PROBLEM REQUIREMENTS:
Every line from the line containing "Where can you spot the gravel" through the final line of the data is to be printed exactly; no other line is to appear.

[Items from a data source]
__________
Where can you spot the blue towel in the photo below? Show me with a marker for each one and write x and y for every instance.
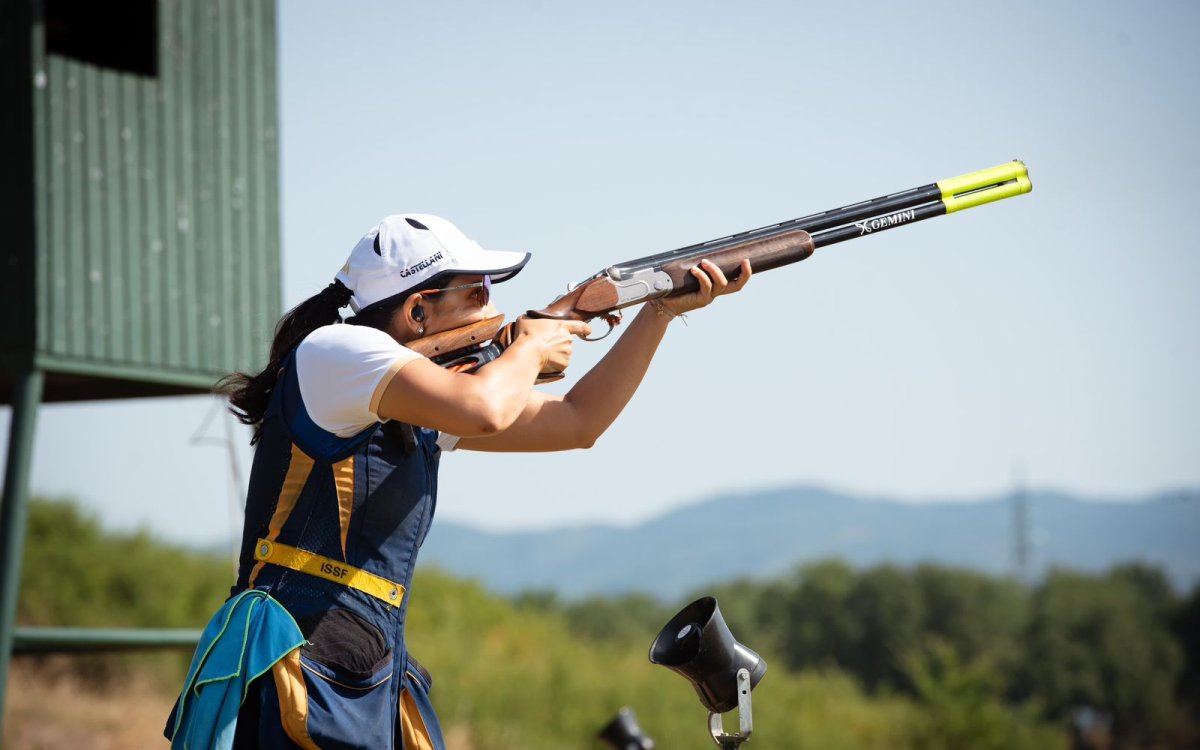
(243, 641)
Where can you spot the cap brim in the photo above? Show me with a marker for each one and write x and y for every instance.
(499, 264)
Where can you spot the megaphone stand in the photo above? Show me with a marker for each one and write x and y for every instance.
(745, 718)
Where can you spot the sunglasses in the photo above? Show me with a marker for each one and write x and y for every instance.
(483, 297)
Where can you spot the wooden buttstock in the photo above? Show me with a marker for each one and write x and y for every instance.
(765, 255)
(455, 340)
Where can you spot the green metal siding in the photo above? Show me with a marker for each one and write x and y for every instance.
(17, 267)
(157, 203)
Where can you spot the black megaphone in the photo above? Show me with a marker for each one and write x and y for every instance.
(699, 645)
(623, 733)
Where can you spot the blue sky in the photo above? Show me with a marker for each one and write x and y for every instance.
(1051, 336)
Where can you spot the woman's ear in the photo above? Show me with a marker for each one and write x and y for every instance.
(409, 321)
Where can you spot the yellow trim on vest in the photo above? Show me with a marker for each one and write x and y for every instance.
(299, 467)
(412, 724)
(343, 483)
(293, 700)
(313, 564)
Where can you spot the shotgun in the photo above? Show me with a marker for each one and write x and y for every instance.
(667, 274)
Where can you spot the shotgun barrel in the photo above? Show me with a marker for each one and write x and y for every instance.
(773, 246)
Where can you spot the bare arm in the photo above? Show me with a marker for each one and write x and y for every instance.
(586, 412)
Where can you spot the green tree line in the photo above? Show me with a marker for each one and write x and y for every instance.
(1113, 657)
(881, 658)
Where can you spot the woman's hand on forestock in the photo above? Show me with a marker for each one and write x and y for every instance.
(553, 340)
(713, 285)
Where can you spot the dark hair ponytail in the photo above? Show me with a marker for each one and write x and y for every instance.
(249, 395)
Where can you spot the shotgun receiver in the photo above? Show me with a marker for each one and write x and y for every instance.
(603, 294)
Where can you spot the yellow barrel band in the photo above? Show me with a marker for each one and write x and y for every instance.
(313, 564)
(984, 186)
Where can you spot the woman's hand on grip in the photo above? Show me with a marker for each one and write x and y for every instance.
(713, 285)
(552, 339)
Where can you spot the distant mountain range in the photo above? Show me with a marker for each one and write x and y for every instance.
(767, 533)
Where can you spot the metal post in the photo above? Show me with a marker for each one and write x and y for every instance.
(25, 399)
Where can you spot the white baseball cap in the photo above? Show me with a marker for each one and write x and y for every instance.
(407, 250)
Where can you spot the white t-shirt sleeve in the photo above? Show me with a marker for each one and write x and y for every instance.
(343, 372)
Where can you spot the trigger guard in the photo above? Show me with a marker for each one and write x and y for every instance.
(612, 319)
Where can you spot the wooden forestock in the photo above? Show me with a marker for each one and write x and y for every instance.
(598, 297)
(449, 342)
(765, 255)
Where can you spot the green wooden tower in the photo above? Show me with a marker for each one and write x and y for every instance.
(139, 201)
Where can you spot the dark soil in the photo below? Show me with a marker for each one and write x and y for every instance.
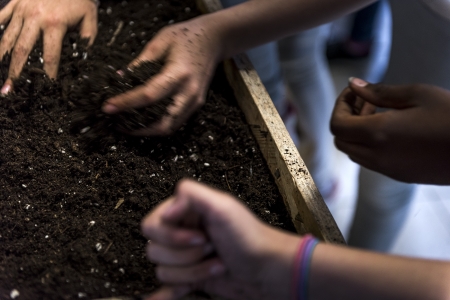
(70, 214)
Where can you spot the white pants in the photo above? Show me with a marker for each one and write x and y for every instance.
(298, 62)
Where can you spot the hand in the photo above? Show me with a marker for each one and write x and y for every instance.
(191, 51)
(409, 142)
(28, 18)
(251, 260)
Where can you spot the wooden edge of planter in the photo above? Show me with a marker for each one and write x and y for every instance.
(306, 207)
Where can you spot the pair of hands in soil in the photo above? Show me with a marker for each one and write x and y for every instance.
(406, 143)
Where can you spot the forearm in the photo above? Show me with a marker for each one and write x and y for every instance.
(259, 21)
(342, 273)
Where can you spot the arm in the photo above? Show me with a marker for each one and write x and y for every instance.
(255, 261)
(408, 142)
(343, 273)
(192, 49)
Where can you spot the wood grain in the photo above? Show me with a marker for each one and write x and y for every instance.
(306, 207)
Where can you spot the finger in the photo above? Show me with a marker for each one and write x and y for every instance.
(345, 125)
(25, 43)
(177, 257)
(154, 228)
(10, 35)
(88, 26)
(158, 87)
(170, 292)
(184, 275)
(178, 114)
(368, 109)
(381, 95)
(53, 38)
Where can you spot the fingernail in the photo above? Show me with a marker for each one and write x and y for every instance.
(195, 241)
(5, 89)
(110, 109)
(357, 81)
(217, 269)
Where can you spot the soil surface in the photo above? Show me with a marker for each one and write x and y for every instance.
(70, 214)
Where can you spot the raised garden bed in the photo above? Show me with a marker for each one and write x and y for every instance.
(69, 217)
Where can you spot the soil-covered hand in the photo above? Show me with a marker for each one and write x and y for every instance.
(190, 52)
(203, 239)
(408, 142)
(28, 19)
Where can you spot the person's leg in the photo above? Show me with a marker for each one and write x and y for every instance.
(265, 61)
(383, 205)
(420, 47)
(307, 76)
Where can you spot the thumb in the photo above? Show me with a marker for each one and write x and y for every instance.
(382, 95)
(190, 203)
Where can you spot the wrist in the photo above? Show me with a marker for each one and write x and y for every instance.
(278, 261)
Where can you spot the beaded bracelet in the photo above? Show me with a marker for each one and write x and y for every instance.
(302, 265)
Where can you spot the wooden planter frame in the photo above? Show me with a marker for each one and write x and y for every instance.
(306, 207)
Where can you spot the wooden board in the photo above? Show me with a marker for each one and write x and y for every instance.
(303, 201)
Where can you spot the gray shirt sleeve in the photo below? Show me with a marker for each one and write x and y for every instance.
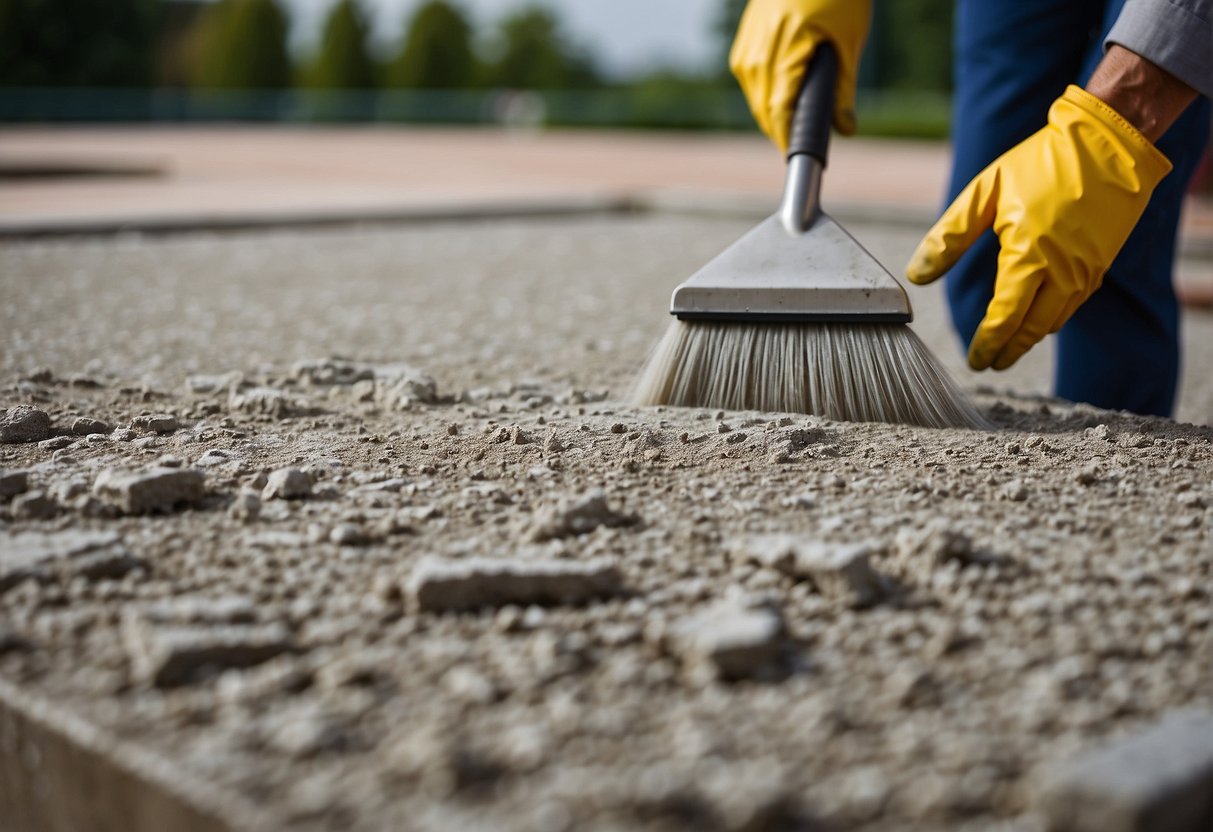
(1173, 34)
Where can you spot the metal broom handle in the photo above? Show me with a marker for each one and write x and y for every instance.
(809, 142)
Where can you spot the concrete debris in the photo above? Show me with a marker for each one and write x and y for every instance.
(579, 516)
(23, 423)
(85, 426)
(841, 571)
(212, 383)
(263, 402)
(932, 546)
(246, 506)
(149, 490)
(1160, 780)
(161, 423)
(1015, 490)
(729, 640)
(212, 457)
(288, 484)
(168, 655)
(34, 506)
(440, 585)
(329, 371)
(90, 554)
(12, 483)
(400, 387)
(349, 534)
(56, 443)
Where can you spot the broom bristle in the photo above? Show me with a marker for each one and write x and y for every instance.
(855, 372)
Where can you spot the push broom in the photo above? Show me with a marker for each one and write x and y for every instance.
(797, 317)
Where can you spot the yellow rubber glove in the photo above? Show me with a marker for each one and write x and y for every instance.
(1061, 201)
(774, 43)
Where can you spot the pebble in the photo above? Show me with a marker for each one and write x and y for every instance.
(836, 570)
(90, 554)
(23, 423)
(149, 490)
(440, 585)
(85, 426)
(728, 640)
(579, 516)
(262, 402)
(12, 483)
(286, 484)
(348, 534)
(1015, 490)
(168, 655)
(161, 423)
(246, 506)
(932, 546)
(34, 506)
(1154, 781)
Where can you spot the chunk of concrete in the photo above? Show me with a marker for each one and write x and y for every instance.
(286, 484)
(1157, 780)
(175, 654)
(579, 516)
(23, 423)
(12, 483)
(151, 490)
(837, 570)
(91, 554)
(443, 585)
(729, 640)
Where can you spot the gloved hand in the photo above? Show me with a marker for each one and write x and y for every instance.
(1063, 203)
(773, 46)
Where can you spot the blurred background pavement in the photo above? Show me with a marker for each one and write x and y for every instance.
(157, 115)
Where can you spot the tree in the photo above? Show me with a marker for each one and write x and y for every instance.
(437, 51)
(343, 62)
(77, 43)
(910, 46)
(241, 45)
(534, 55)
(725, 28)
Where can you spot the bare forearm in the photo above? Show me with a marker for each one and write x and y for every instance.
(1146, 96)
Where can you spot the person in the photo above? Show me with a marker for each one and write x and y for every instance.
(1077, 126)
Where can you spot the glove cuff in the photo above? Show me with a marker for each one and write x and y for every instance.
(1151, 160)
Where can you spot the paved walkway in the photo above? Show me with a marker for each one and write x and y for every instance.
(231, 176)
(232, 172)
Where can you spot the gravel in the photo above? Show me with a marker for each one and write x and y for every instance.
(159, 489)
(574, 631)
(23, 422)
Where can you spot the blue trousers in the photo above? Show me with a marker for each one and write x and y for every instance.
(1013, 58)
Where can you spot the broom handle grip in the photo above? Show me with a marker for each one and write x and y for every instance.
(814, 106)
(809, 142)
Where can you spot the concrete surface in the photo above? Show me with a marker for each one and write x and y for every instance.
(1043, 586)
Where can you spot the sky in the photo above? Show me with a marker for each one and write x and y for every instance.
(627, 36)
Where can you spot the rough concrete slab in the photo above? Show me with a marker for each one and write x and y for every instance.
(1157, 780)
(442, 585)
(151, 490)
(928, 711)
__________
EXERCISE SOLUTION:
Where can you spot the gravel in the photo above? Show me with a marker for each one and write x and y for every instance.
(159, 489)
(574, 631)
(23, 422)
Where can you spot the blue trousers in the photo above? Show me with a marker for each one and write x and y for every instance.
(1013, 58)
Where can you spot the broom handle grip in the photo above? Show me with a marker for each one and write x and y for every instance.
(814, 106)
(809, 142)
Where can you spot the concrete surface in the photo above? Show me with a marker for each one and write x and y for every instance.
(1043, 586)
Where can you spot the sky in the photo above? Show me with a marker for each one and write x and y for every instance.
(627, 36)
Where can you spot the rough concrete slab in the photo above? Show me with a marker for each one and write x and y for every instance.
(1157, 780)
(442, 585)
(151, 490)
(928, 711)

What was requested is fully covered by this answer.